**Listing:**
=-=-=-=-=

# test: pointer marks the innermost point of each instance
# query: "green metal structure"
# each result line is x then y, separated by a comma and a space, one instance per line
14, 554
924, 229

=-=-=-=-=

Update these lines by substituting "red metal structure" for "green metal structure" and leave everything else unchanged.

**Written solution:**
# test: pointer marks the innermost point of each instance
# query: "red metal structure"
# each result line is x then y, separated by a comma and a space, one instance per line
14, 554
924, 229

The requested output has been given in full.